→ Passage shown
Start of Block

How to Store and Reheat Popovers
Popovers are ideally enjoyed right after baking, so if at all possible, bake and serve them fresh from the oven. The longer they sit, they tend to lose their height and crispness. That being said, you can make them ahead of time and they’ll still be good.
- Can you reheat popovers? Yes. Just warm them in a 350°F oven until warm and crispy again, about 5 minutes.
- Can you freeze popovers? Yes. Freeze baked and cooled popovers in an airtight, freezer-safe bag for up to 2 months. To reheat, place the popovers directly from the freezer into a 350° oven and bake until warm and crispy, about 8 minutes.
- Can you make popover batter ahead of time? There’s some debate over this, but in my humble opinion, the batter should rest for at least 15 minutes and up to 1 hour at room temperature, but no more than that. Give it a stir before filling the popover pan.
What To Serve with Popovers
With a crispy exterior, hollow interior, and light, buttery taste, the classic popover is my absolute favorite roll. As my son would say, “they are 89,000 good.”
Watch Them Being Made
Light & Buttery Classic Popovers
This Classic Popover Recipe gives you the best popovers, with a crispy exterior & a hollow interior. Light, buttery & fabulous, there’s nothing else like them!
Servings: 6 popovers
- 4 large eggs , room temperature before cracking
- 1 1/2 cups whole milk , lukewarm (about 125 degrees F)
- 3/4 teaspoon salt
- 1 1/2 cups all-purpose flour , spooned and leveled
- 3 tablespoons melted butter , cooled slightly
Using a blender, blend eggs, milk, and salt; add flour, blending until smooth; then add the melted butter at the end, blending until frothy. Let batter rest for 15 minutes while you preheat the oven.
Preheat the oven to 450 degrees F and place rack in the bottom third position (to make room for tall popovers and to ensure the tops don’t burn!) and another rack in the top position.
Place a 6-slot popover pan on a baking sheet; put on the lower rack of oven for 2 minutes while oven is preheating.
Spray the hot pan all over (including inside the wells and the outside rim) with nonstick cooking spray.
Pour the rested batter evenly into the muffin slots, almost to the top.
Bake the popovers for 20 minutes without opening the oven door. Reduce the heat to 350°F (again without opening the door), and bake for an additional 10 minutes, until they’re tall, have “popped” over the tops of the pan, and are a deep, golden brown.
(Without opening the oven door, check them with the oven light during the last few minutes to make sure they’re not over-browning. If so, quickly open the door and put a cookie sheet on that upper rack to shield the popovers’ tops from direct heat.)
Remove them from the oven, and pierce the top or bottom of each with the tip of a pairing knife, to release steam and help prevent sogginess.
Slip them out of the pan, split open and serve with butter!
For recipe tips to achieve optimal results, directions for using a muffin tin, variations, and storage, please refer to the full article.
Calories: 249kcal | Carbohydrates: 27g | Protein: 9g | Fat: 11g | Saturated Fat: 6g | Cholesterol: 145mg | Sodium: 415mg | Potassium: 160mg | Fiber: 1g | Sugar: 3g | Vitamin A: 454IU | Calcium: 94mg | Iron: 2mg
Nutritional information given is an automatic calculation and can vary based on the exact products you use and any changes you make to the recipe. If these numbers are very important to you, I would recommend calculating them yourself.

End of Block

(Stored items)
Start of Block

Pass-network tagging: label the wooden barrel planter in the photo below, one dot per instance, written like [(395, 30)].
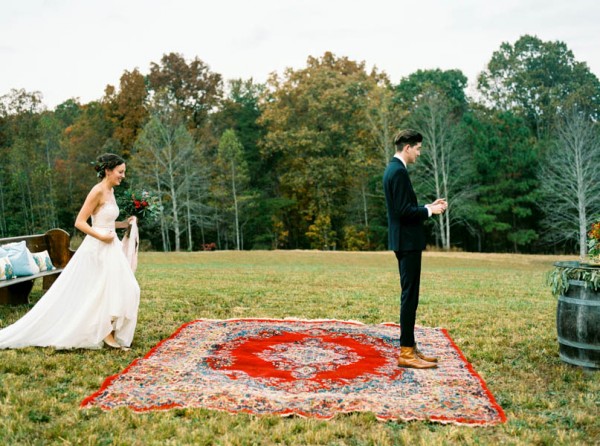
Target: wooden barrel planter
[(578, 324)]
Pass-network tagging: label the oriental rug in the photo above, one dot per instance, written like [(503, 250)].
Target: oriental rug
[(309, 368)]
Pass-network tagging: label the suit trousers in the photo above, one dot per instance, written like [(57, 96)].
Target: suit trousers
[(409, 266)]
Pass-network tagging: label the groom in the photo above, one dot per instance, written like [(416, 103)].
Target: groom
[(407, 239)]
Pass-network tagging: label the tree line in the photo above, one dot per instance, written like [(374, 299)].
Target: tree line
[(297, 162)]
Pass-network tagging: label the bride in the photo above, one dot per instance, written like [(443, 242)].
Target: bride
[(95, 299)]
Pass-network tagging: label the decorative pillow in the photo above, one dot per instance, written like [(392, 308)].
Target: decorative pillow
[(21, 259), (6, 271), (43, 261)]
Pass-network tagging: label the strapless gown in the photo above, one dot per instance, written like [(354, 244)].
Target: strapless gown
[(95, 294)]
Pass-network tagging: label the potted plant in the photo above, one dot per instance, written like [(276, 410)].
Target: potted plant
[(594, 244), (578, 313)]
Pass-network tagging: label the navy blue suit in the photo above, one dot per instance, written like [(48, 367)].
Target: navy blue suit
[(406, 238)]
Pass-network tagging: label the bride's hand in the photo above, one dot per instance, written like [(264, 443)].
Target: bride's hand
[(107, 238)]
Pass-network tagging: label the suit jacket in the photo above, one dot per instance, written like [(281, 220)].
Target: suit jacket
[(405, 216)]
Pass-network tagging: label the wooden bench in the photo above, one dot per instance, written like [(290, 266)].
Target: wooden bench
[(56, 242)]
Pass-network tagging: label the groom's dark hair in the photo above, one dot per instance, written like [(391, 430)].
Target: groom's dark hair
[(407, 136)]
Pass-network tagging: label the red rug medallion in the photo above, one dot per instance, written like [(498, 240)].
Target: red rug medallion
[(307, 368)]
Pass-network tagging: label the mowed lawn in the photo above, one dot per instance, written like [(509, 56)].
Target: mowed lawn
[(497, 308)]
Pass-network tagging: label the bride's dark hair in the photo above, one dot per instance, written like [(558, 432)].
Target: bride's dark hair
[(107, 161)]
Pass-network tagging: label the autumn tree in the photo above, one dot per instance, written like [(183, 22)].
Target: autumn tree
[(436, 102), (165, 162), (233, 180), (192, 87), (538, 79), (506, 162), (315, 120), (570, 180), (126, 108), (27, 162)]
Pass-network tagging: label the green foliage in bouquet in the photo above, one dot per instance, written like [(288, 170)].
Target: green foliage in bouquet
[(142, 205)]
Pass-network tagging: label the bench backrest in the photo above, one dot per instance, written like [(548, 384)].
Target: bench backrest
[(55, 241)]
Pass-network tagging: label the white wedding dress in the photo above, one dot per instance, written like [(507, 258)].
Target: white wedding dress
[(95, 294)]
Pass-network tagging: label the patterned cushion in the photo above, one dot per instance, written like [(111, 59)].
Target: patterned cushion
[(43, 261), (6, 271), (21, 258)]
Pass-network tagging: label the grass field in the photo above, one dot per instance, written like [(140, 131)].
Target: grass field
[(497, 308)]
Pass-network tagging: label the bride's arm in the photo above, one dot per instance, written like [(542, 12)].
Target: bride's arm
[(91, 203)]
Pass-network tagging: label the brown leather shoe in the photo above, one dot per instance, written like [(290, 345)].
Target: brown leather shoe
[(420, 354), (408, 358)]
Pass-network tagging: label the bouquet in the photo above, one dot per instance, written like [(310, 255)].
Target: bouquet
[(594, 242), (142, 205)]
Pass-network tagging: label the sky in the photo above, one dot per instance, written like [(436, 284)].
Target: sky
[(73, 49)]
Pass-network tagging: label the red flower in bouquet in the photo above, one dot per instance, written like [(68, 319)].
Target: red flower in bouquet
[(140, 204)]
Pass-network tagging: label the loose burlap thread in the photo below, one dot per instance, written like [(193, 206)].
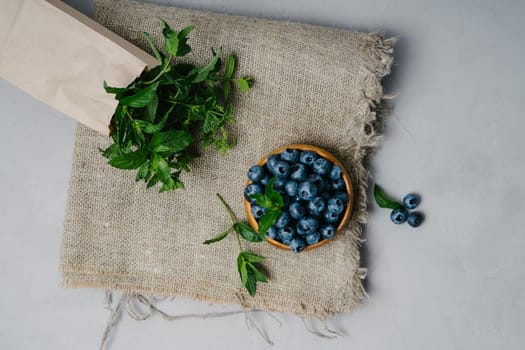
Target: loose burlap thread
[(313, 85)]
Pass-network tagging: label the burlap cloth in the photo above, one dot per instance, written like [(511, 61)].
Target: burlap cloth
[(313, 85)]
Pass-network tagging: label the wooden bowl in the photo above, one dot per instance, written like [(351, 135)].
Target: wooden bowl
[(346, 178)]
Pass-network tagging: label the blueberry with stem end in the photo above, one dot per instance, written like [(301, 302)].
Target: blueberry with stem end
[(411, 201), (297, 245), (399, 216), (415, 219)]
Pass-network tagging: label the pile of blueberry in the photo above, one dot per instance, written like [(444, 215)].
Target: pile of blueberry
[(415, 218), (314, 194)]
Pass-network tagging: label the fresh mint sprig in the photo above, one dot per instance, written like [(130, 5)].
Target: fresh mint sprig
[(273, 201), (169, 109), (247, 261)]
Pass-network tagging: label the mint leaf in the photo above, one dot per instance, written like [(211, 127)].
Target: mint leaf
[(171, 141), (141, 98), (259, 276), (273, 195), (218, 237), (251, 284), (131, 160), (245, 83), (252, 257), (247, 232), (383, 201), (267, 220)]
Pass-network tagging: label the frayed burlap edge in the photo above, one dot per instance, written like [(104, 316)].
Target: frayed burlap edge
[(358, 149)]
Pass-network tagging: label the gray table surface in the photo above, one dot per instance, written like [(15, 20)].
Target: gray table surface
[(455, 136)]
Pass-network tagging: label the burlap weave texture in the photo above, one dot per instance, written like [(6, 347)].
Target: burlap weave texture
[(313, 85)]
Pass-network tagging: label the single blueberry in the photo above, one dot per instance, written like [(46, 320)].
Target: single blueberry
[(328, 231), (335, 205), (272, 232), (336, 172), (415, 219), (297, 245), (307, 225), (270, 162), (264, 181), (317, 180), (258, 211), (322, 166), (312, 238), (330, 217), (255, 173), (411, 201), (286, 233), (316, 206), (286, 241), (296, 210), (342, 196), (290, 155), (307, 191), (252, 189), (282, 220), (399, 216), (308, 157), (298, 172), (338, 184), (290, 188), (279, 183), (280, 169)]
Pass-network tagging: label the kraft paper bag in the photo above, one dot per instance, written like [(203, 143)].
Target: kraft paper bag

End of Block

→ Exercise tasks
a. Rewrite the popover recipe from "Remove them from" to "serve with butter!", replacing "butter" with "jam".
b. Name every ingredient listed in the popover recipe.
c. According to the popover recipe, for how long can baked popovers be frozen?

→ Answers by task
a.
Remove them from the oven, and pierce the top or bottom of each with the tip of a pairing knife, to release steam and help prevent sogginess.
Slip them out of the pan, split open and serve with jam!

b. Large eggs, whole milk, salt, all-purpose flour, melted butter

c. Up to 2 months